## Installations

In [None]:
%pip install OpenNMT-py sentencepiece sacrebleu torch

In [None]:
# Clone the github repository that contains the scripts and the training data

!git clone https://github.com/diarray-hub/nko.git

# Change directory for this repo.
%cd nko

## Data preparation WORK

Cette première étape consiste à préparer les données pour l'entraînement du modèle de traduction.\
Ces données que nous allons utiliser sont structuré en "lignes-parallèles" dans divers fichier simplement nommées d'après la langue et l'usage qu'on à fera (eg, train.bam, test.fr et dev.bam) chacun ayant son correspondant parralèle, chaque ligne ayant sa traduction dans ce correspondant.\
Avant de pouvoir entraîner un modèle, ces données doivent être "néttoyé" car ils contiennent très probablement des ligne mal structurée ou même vide, des doublons et autre type de "noise".\
Enfin les données seront "tokenizer", cette étape consiste à encoder les mots en différent tokens qui sont des représentations scalaire des mots ou "sous mots" pour être précis, un token ne correspond pas nécéssairement à un mot mais on ne se préoccupera pas de cette étape dans ce notebook, OpenNMT va gérer ça pour nous.

**Assurez vous que les répoertoires "scripts" et "data" sont présents**

In [None]:
!wget https://s3.amazonaws.com/opennmt-models/nllb-200/flores200_sacrebleu_tokenizer_spm.model -P data
#!wget https://s3.amazonaws.com/opennmt-models/nllb-200/nllb-inference.yaml
#!wget https://dl.fbaipublicfiles.com/large_objects/nllb/models/spm_200/dictionary.txt -P data
#!wget https://s3.amazonaws.com/opennmt-models/nllb-200/nllb-200-600M-onmt.pt


In [None]:
# Cleaning task
!python scripts/filter.py data/train.fr data/train.bam
# Training the Sentence piece subwording models for French and Bam
!python scripts/unigram.py data/train.fr.fil.txt data/train.bam.fil.txt
# Deplacer les fichier créer par les différents scripts dans le dossier data
!mv *.vocab *.model data

In [None]:
# Subwording the data for inference
!python scripts/subword.py data/source.model data/target.model data/50_test.fr data/50_test.bam
# Change the names of the new created files in folder "data"
!mv data/50_test.sub-src.txt data/50_test.sub.fr && mv data/50_test.sub-trg.txt data/50_test.sub.bam

## Model / Training Configuration (skip this step for inference/ Sautez cette étape pour l'inference) 

In [None]:
# Try to avoid running out of memory
#!export PYTORCH_CUDA_ALLOC_CONF=max_split_size_mb:128

In [None]:
import os

model_name = "fr2bam"

CONSIGNES ET EXIGENCES => Poursuivez le texte à lire sur l'entraînement d'un modèle de traduction avec OpenNMT, en reprenant juste après sa dernière ligne. Le listing qui suit n'est d'aucune utilité ici.

ENTRÉES EXTRAITES =>
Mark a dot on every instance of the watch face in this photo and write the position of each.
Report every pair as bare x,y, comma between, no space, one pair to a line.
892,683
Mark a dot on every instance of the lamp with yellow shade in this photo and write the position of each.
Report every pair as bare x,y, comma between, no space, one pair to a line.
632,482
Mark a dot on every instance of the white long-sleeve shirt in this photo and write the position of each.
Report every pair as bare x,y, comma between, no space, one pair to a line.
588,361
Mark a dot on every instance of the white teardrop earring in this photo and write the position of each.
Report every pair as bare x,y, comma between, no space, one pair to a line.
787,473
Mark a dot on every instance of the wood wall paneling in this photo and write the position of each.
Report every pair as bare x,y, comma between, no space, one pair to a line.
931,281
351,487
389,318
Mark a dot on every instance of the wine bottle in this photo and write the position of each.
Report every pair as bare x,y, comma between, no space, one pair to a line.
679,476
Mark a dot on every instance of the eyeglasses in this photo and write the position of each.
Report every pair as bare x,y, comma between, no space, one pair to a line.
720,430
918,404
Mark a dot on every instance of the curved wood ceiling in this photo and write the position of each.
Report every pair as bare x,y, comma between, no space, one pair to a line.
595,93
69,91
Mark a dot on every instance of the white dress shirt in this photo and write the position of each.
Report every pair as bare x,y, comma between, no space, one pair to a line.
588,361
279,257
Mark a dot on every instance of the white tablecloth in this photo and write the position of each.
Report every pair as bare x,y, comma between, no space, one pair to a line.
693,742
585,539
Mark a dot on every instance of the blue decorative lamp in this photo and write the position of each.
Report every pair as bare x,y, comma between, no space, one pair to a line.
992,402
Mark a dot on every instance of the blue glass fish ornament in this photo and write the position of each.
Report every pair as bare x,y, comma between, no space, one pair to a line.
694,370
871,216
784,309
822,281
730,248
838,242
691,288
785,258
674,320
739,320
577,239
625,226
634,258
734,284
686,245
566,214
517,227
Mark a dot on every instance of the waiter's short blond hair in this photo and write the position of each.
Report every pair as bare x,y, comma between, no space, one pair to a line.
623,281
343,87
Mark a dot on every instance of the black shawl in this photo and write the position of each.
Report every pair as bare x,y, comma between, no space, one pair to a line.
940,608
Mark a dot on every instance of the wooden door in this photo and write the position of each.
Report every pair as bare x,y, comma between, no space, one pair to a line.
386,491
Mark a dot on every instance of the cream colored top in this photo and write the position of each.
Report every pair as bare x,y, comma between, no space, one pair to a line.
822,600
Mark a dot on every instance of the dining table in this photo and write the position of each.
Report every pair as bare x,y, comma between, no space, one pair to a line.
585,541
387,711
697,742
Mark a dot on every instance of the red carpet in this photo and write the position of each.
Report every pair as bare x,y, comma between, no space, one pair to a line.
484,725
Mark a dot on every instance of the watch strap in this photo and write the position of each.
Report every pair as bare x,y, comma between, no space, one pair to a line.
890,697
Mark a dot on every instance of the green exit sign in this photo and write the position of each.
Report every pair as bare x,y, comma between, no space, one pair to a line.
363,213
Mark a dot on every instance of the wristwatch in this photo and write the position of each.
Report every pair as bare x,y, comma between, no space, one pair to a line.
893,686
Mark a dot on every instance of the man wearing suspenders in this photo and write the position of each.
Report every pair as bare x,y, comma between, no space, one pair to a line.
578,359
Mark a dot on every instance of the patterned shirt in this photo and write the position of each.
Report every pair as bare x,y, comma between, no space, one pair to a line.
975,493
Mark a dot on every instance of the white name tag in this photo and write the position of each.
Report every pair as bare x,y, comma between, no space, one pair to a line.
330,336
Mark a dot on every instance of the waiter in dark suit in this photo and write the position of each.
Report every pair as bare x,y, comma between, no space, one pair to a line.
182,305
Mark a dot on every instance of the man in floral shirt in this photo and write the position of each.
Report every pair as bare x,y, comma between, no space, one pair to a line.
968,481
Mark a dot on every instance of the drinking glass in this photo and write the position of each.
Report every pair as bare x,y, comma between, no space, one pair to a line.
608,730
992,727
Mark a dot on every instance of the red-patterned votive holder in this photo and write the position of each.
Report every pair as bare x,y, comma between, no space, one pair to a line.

RÉPONSE CI-DESSOUS =>
vocab_size = 50000

training_steps = 5000
valid_steps = int(training_steps / 5)
save_ckpt_freq = int(training_steps / 10)
warmup_steps = int(training_steps / 10)
reporting =  25 # int(training_steps/10)
GPU = 1 # TOGGLE for GPU

if(not os.path.exists(model_name)):
  os.makedirs(model_name)

config = f"""

# config.yaml


## Where the samples will be written
save_data: run

# Training files
data:
    corpus_1:
        path_src: data/train.sub.fr
        path_tgt: data/train.sub.bam
        transforms: [sentencepiece] # try to tune the transform method (can find possible choice in the docs of OpenNMT-py)
    valid:
        path_src: data/dev.sub.fr
        path_tgt: data/dev.sub.bam
        transforms: [sentencepiece] # try to tune the transform method (can find possible choice in the docs of OpenNMT-py)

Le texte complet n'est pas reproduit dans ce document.